▶ ESTRATTO DEL DOCUMENTO
Intervista al sottosegretario alla presidenza del Consiglio con delega alla programmazione e agli investimenti. Non servono figure ad hoc per gestire 209 miliardi di euro, questo governo ha tutte le carte in regole per utilizzare al meglio i fondi. Il Mes è un falso problema, vorrei che qualcuno mi spiegasse perché nessuno l’ha chiesto in Ue. La Bce? Sarebbe opportuno prevedere dilazioni per quei Paesi che si sono indebitati a causa della pandemia

Mes, debito, Recovery Fund. Un’operazione verità, di quelle su larga scala, forse necessarie in un momento che più delicato di così non può essere. Mario Turco, sottosegretario alla presidenza del Consiglio con delega alla programmazione e agli investimenti in quota Movimento Cinque Stelle, punta a fare proprio questo. Perché solo dalla chiarezza si ottiene una buona strategia.

Turco, partiamo dal Recovery Fund. I fondi presto o tardi, arriveranno. E per l’Italia sarà la prova del fuoco. C’è chi ha proposto, come Assonime, un ministro ad hoc per i fondi europei. Lei cosa propone per un corretto e soprattutto efficiente uso delle risorse?

I fondi del Recovery Fund arriveranno nei tempi stabiliti e previsti, lavoriamo da mesi e non c’è nessun ritardo sul cronoprogramma. Il governo è già da tempo impegnato nella redazione del piano Next Generation Eu e sull’utilizzo dei 209 miliardi spettanti all’Italia.

[Dati raccolti]
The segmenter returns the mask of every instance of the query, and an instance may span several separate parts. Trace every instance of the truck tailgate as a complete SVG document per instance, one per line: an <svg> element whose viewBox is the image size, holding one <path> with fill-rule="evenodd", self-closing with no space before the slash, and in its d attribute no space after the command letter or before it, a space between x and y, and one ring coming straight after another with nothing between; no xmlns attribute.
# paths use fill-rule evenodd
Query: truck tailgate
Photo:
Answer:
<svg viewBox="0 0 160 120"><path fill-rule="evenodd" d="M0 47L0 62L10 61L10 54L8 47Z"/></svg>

▶ ELENCO DEI COMPITI
• a. Trascrivi fedelmente il passo dell'intervista che va da "Turco, partiamo dal" fino a "miliardi spettanti all’Italia.".
• b. Riprendi l'intervista a Mario Turco sul Recovery Fund subito dopo l'ultima frase riportata.
Le voci raccolte non hanno alcun legame con l'intervista.

▶ RISPOSTE IN ORDINE
• a.
Turco, partiamo dal Recovery Fund. I fondi presto o tardi, arriveranno. E per l’Italia sarà la prova del fuoco. C’è chi ha proposto, come Assonime, un ministro ad hoc per i fondi europei. Lei cosa propone per un corretto e soprattutto efficiente uso delle risorse?

I fondi del Recovery Fund arriveranno nei tempi stabiliti e previsti, lavoriamo da mesi e non c’è nessun ritardo sul cronoprogramma. Il governo è già da tempo impegnato nella redazione del piano Next Generation Eu e sull’utilizzo dei 209 miliardi spettanti all’Italia.

• b.
Mi pare molto chiaro. Però ciò non toglie che occorrerà una buona dose di lungimiranza e polso nel saper gestire una tale mole di risorse…

La valutazione delle proposte progettuali dovrà privilegiare nuovi asset strategici dello sviluppo economico in modo da consentire all’economia del Paese di poter crescere in maniera più solida dal passato. Nonostante le difficoltà di questi mesi, abbiamo garantito livelli sostenibili di sicurezza sanitaria, sociale ed economica, questo grazie anche alla fiducia e ai sacrifici dei cittadini, delle imprese e dei lavoratori italiani, che hanno compreso la tragicità del periodo. Ritengo, quindi, che il governo, nel momento più difficile della storia d’Italia, abbia dimostrato, nonostante alcuni errori comprensibili commessi, competenze, capacità e professionalità adeguate a superare la crisi e a rilanciare il Paese. Questo non giustifica, pertanto, forze politiche aggiuntive e nuovi ministri ad hoc per affrontare il periodo post crisi Covid-19.

Niente ministri ad hoc. E allora, dove migliorare?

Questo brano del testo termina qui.